Exercise details: Given the entries below, please return each one exactly.

Dataset entries:
++++++
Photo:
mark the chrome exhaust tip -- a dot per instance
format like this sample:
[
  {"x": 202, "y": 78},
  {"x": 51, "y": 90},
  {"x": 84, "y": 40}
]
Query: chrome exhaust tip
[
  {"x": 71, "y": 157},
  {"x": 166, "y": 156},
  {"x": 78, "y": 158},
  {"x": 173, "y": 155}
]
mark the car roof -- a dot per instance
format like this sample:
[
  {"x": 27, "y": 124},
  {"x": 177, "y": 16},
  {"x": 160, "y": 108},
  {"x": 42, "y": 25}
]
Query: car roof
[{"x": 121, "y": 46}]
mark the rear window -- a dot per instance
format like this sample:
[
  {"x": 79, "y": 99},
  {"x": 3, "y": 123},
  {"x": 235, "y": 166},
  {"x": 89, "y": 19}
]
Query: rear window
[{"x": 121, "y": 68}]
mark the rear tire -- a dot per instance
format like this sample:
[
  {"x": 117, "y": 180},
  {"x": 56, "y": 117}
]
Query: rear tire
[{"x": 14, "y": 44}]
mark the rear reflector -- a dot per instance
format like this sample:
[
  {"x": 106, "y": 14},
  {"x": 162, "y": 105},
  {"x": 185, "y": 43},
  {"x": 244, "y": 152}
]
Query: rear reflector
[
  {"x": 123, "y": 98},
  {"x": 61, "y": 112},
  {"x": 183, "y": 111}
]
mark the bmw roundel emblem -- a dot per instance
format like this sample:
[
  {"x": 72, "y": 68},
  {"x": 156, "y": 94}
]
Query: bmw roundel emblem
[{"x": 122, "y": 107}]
++++++
Answer for this exercise:
Photo:
mark the chrome exhaust tip -- a dot per instance
format like this sample:
[
  {"x": 202, "y": 78},
  {"x": 51, "y": 90},
  {"x": 84, "y": 40}
]
Query: chrome exhaust tip
[
  {"x": 71, "y": 157},
  {"x": 166, "y": 156},
  {"x": 78, "y": 158},
  {"x": 173, "y": 155}
]
mark the car roof -- a dot per instance
format like this sample:
[
  {"x": 27, "y": 124},
  {"x": 177, "y": 16},
  {"x": 160, "y": 108},
  {"x": 42, "y": 25}
]
Query: car roof
[{"x": 121, "y": 46}]
mark the rear window -- a dot per instance
format like this sample:
[
  {"x": 79, "y": 99},
  {"x": 3, "y": 123},
  {"x": 235, "y": 166},
  {"x": 89, "y": 19}
]
Query: rear window
[{"x": 121, "y": 68}]
mark the rear tire -- a dot per instance
format like this sample:
[
  {"x": 117, "y": 180},
  {"x": 56, "y": 117}
]
Query: rear tire
[{"x": 14, "y": 44}]
mark the rear reflector -- a dot per instance
format like this sample:
[
  {"x": 106, "y": 14},
  {"x": 162, "y": 105},
  {"x": 185, "y": 43},
  {"x": 244, "y": 152}
]
Query: rear reflector
[
  {"x": 123, "y": 98},
  {"x": 61, "y": 112},
  {"x": 183, "y": 111}
]
mark the bmw roundel emblem -- a dot per instance
format like this sample:
[
  {"x": 72, "y": 68},
  {"x": 156, "y": 94}
]
Query: bmw roundel emblem
[{"x": 122, "y": 107}]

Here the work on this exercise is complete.